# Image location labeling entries
————

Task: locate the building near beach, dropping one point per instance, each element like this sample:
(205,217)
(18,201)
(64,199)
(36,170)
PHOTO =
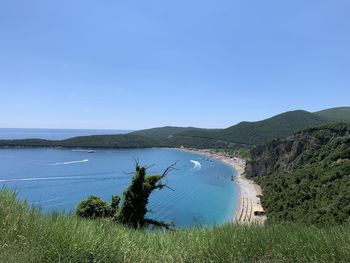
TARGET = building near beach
(259,210)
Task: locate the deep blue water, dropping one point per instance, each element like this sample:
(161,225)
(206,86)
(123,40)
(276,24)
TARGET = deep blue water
(57,179)
(52,134)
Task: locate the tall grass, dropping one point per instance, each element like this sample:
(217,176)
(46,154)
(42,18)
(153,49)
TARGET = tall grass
(27,235)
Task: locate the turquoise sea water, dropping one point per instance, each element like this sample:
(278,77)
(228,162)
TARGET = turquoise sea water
(52,134)
(57,179)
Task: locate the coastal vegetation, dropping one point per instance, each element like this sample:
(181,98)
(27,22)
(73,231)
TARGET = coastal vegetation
(306,177)
(133,208)
(27,235)
(244,135)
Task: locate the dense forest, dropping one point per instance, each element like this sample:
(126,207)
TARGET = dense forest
(305,177)
(242,135)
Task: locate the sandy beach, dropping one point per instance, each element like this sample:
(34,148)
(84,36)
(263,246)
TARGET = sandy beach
(249,191)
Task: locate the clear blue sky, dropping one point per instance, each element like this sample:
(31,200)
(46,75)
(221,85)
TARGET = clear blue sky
(139,64)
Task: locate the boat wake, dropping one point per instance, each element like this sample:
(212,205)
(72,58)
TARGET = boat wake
(70,162)
(197,165)
(44,178)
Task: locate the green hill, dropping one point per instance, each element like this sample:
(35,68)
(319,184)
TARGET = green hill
(27,235)
(242,135)
(253,133)
(305,177)
(336,114)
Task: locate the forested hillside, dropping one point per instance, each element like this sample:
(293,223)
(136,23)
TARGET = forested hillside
(306,177)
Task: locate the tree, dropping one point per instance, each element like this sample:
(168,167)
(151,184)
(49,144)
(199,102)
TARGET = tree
(94,207)
(134,205)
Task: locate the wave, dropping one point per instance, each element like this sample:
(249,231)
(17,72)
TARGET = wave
(197,165)
(70,162)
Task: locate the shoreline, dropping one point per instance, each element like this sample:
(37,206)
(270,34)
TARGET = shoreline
(249,192)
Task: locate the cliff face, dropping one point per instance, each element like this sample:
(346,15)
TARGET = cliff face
(310,145)
(305,177)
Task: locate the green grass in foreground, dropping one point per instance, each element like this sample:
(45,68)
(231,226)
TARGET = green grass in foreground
(26,235)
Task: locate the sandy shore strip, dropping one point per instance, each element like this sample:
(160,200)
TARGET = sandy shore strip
(249,192)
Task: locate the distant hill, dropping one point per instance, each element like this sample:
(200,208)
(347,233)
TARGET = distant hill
(336,114)
(305,177)
(253,133)
(242,135)
(163,132)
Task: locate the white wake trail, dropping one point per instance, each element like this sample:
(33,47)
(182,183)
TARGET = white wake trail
(70,162)
(197,165)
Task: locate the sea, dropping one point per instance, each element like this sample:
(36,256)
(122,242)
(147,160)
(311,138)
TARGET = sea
(200,193)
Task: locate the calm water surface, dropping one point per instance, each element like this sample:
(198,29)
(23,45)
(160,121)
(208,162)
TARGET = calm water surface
(57,179)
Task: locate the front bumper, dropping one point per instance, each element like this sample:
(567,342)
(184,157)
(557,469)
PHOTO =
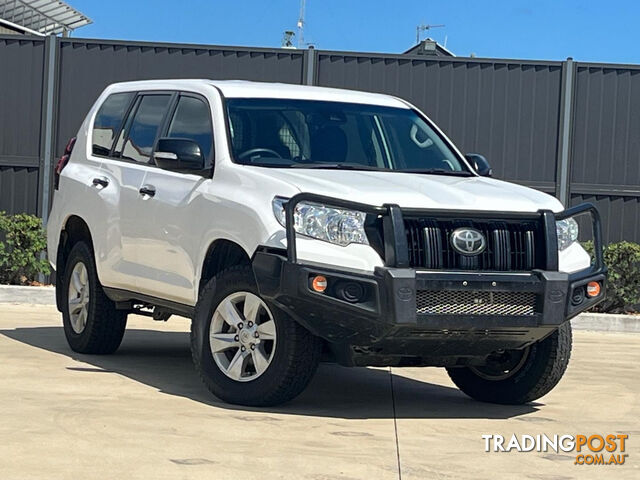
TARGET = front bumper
(387,322)
(396,320)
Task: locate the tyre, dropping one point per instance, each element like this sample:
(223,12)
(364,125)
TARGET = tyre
(246,351)
(518,376)
(91,322)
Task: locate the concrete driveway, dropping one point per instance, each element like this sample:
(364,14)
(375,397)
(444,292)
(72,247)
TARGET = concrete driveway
(143,414)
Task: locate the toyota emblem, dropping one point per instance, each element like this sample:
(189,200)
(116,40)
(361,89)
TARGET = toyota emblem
(468,241)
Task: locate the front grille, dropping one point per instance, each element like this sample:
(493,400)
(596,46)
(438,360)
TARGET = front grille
(453,302)
(511,245)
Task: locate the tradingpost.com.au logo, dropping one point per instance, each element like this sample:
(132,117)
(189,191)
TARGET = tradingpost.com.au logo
(589,449)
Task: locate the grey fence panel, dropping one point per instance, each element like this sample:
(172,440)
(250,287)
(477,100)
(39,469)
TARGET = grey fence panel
(507,110)
(21,70)
(18,189)
(605,154)
(87,66)
(620,215)
(606,136)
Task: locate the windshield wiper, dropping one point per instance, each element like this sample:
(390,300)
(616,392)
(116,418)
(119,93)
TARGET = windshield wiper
(337,166)
(439,171)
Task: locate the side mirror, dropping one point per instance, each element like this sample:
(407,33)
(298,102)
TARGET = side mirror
(179,155)
(480,164)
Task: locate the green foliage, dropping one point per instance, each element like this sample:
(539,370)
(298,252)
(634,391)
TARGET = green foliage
(22,240)
(623,281)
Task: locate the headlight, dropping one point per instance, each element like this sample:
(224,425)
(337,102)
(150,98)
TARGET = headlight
(333,225)
(567,231)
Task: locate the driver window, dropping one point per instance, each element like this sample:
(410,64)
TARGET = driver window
(192,120)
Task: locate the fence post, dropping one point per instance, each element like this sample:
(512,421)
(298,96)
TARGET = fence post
(310,71)
(47,141)
(565,132)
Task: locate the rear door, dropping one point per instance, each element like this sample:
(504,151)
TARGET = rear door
(170,217)
(124,170)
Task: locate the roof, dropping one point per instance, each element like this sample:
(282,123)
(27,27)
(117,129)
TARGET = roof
(41,17)
(439,51)
(246,89)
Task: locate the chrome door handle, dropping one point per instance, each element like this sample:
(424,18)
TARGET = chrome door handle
(148,190)
(102,181)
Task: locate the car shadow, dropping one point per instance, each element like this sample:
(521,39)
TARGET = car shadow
(163,360)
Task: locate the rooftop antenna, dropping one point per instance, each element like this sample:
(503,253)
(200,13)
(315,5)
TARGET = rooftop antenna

————

# Your task
Above are records with pictures; repeat the records exactly and leave the pictures out.

# Exercise output
Task: locate the building near beach, dropping one point per instance, each element like this sample:
(205,217)
(18,201)
(64,199)
(36,170)
PHOTO =
TARGET = building near beach
(259,210)
Task: locate the deep blue water, dropping one point per instance, each element like this sample:
(161,225)
(206,86)
(123,40)
(276,24)
TARGET = deep blue water
(57,179)
(52,134)
Task: locate the tall grass, dropping one point per instance, each element like this sample:
(217,176)
(46,154)
(42,18)
(153,49)
TARGET = tall grass
(27,235)
Task: locate the turquoise sea water, dropping one point per instance, each element like this sample:
(278,77)
(228,162)
TARGET = turquoise sea water
(52,134)
(57,179)
Task: locate the coastal vegetation, dropping one point per instance, each element like this sample:
(181,98)
(27,22)
(73,231)
TARGET = coastal vegetation
(306,177)
(133,208)
(27,235)
(244,135)
Task: locate the dense forest, dropping one point per instance, each element like this sample:
(126,207)
TARGET = dense forest
(305,177)
(242,135)
Task: locate the sandy beach, dropping one point per instance, each element like this sample:
(34,148)
(84,36)
(263,246)
TARGET = sandy beach
(249,191)
Task: locate the clear blue sky, dropping one point per instance, each element like this sample:
(31,200)
(46,75)
(221,85)
TARGET = clear blue sky
(139,64)
Task: locate the boat wake, dropping one point per instance, each element like this sample:
(212,205)
(72,58)
TARGET = boat wake
(70,162)
(197,165)
(44,178)
Task: locate the green hill, dropping one point per instance, each element like this sample:
(35,68)
(319,184)
TARGET = green hill
(27,235)
(242,135)
(253,133)
(305,177)
(336,114)
Task: locate the forested hillside, dropping one point per instance, each element like this sample:
(293,223)
(136,23)
TARGET = forested hillside
(306,177)
Task: locate the tree, dropping one point per instance, each element like this sample:
(168,167)
(151,184)
(49,144)
(199,102)
TARGET = tree
(94,207)
(134,205)
Task: locate the wave, dropping one point per instance, each element like this sample:
(249,231)
(17,72)
TARGET = wave
(197,165)
(70,162)
Task: locate the shoreline, dropping one point per instance, each element like this sample:
(37,206)
(270,34)
TARGET = shoreline
(249,192)
Task: locate the cliff face, dropping one point per instance, each element like this sample:
(346,15)
TARGET = cliff face
(310,145)
(305,177)
Task: locate the green grass in foreground, dropping one point per instance, each element like this sample:
(45,68)
(231,226)
TARGET = green grass in foreground
(26,235)
Task: locate the sandy shore strip, dropping one point per instance, each element like this sample:
(160,200)
TARGET = sandy shore strip
(249,192)
Task: locate the distant hill, dropping one point per instance, each element like this sample:
(200,208)
(347,233)
TARGET = distant hill
(336,114)
(305,177)
(253,133)
(242,135)
(163,132)
Task: locate the white wake trail, dropping one point per instance, each element like this sample:
(33,47)
(182,183)
TARGET = white wake trail
(70,162)
(197,165)
Task: locate the sea, dropping one point per instance, each element like this sample:
(36,256)
(122,242)
(147,160)
(311,138)
TARGET = sea
(200,193)
Task: locate the calm water surface, dropping one point per instance, each element like this sample:
(198,29)
(23,45)
(160,121)
(208,162)
TARGET = calm water surface
(57,179)
Task: locate the front bumper, dropping one point per instance, each element like this sample:
(567,342)
(184,157)
(557,469)
PHOTO =
TARGET = front bumper
(387,322)
(396,320)
Task: locate the tyre, dropping one point per instance, each element like this sample:
(223,12)
(364,125)
TARGET = tyre
(246,351)
(518,376)
(91,322)
Task: locate the concrete driveway, dropping one point per instance, each element like this sample:
(364,14)
(375,397)
(444,292)
(72,247)
TARGET = concrete driveway
(143,414)
Task: locate the toyota emblem, dropping one point per instance, each element like this sample:
(189,200)
(116,40)
(361,89)
TARGET = toyota emblem
(468,241)
Task: locate the front grille, dropping one point per instance, each element like this sample:
(493,400)
(596,46)
(438,360)
TARGET = front grille
(453,302)
(511,245)
Task: locate the tradingpost.com.au logo, dropping one point per instance, each element like this sample:
(132,117)
(189,191)
TARGET = tradingpost.com.au logo
(589,449)
Task: locate the grey fence panel, dropping one point per instance, each element like this sample:
(172,440)
(250,287)
(477,100)
(39,469)
TARGET = grey fence panel
(507,110)
(21,70)
(18,189)
(605,154)
(87,66)
(620,215)
(606,136)
Task: locate the windshield wiper, dropping one point per instance, each element like this sample:
(390,300)
(616,392)
(116,418)
(119,93)
TARGET = windshield wiper
(337,166)
(439,171)
Task: locate the side mirror, dropping one point per instance, each element like this sample:
(407,33)
(298,102)
TARGET = side mirror
(179,155)
(480,164)
Task: locate the green foliage, dropping one point per instance, each element like this sample:
(539,370)
(298,252)
(634,391)
TARGET = green foliage
(22,240)
(623,281)
Task: locate the headlight, dropping one point per instance, each element like this sample:
(224,425)
(337,102)
(150,98)
TARGET = headlight
(333,225)
(567,231)
Task: locate the driver window, dropping one point per instance, each element like this sample:
(410,64)
TARGET = driver window
(192,120)
Task: locate the fence post, dropping one point per instance, each element like this sample:
(512,421)
(298,96)
TARGET = fence post
(310,71)
(47,141)
(565,132)
Task: locate the rear door, dropping one point per instance, each element like this sample:
(504,151)
TARGET = rear door
(170,217)
(124,170)
Task: locate the roof, dropping one point per instance, each element like this sample:
(282,123)
(27,27)
(117,129)
TARGET = roof
(41,17)
(439,51)
(246,89)
Task: locate the chrome door handle, dropping one point per instance, each element like this sample:
(424,18)
TARGET = chrome door handle
(148,190)
(102,181)
Task: locate the car shadow, dropping one point per instance, each element like this sample:
(521,39)
TARGET = car shadow
(163,360)
Task: locate the rooftop antenna, dropping one point per instance, each element like this sample:
(503,253)
(200,13)
(315,5)
TARGET = rooftop antenna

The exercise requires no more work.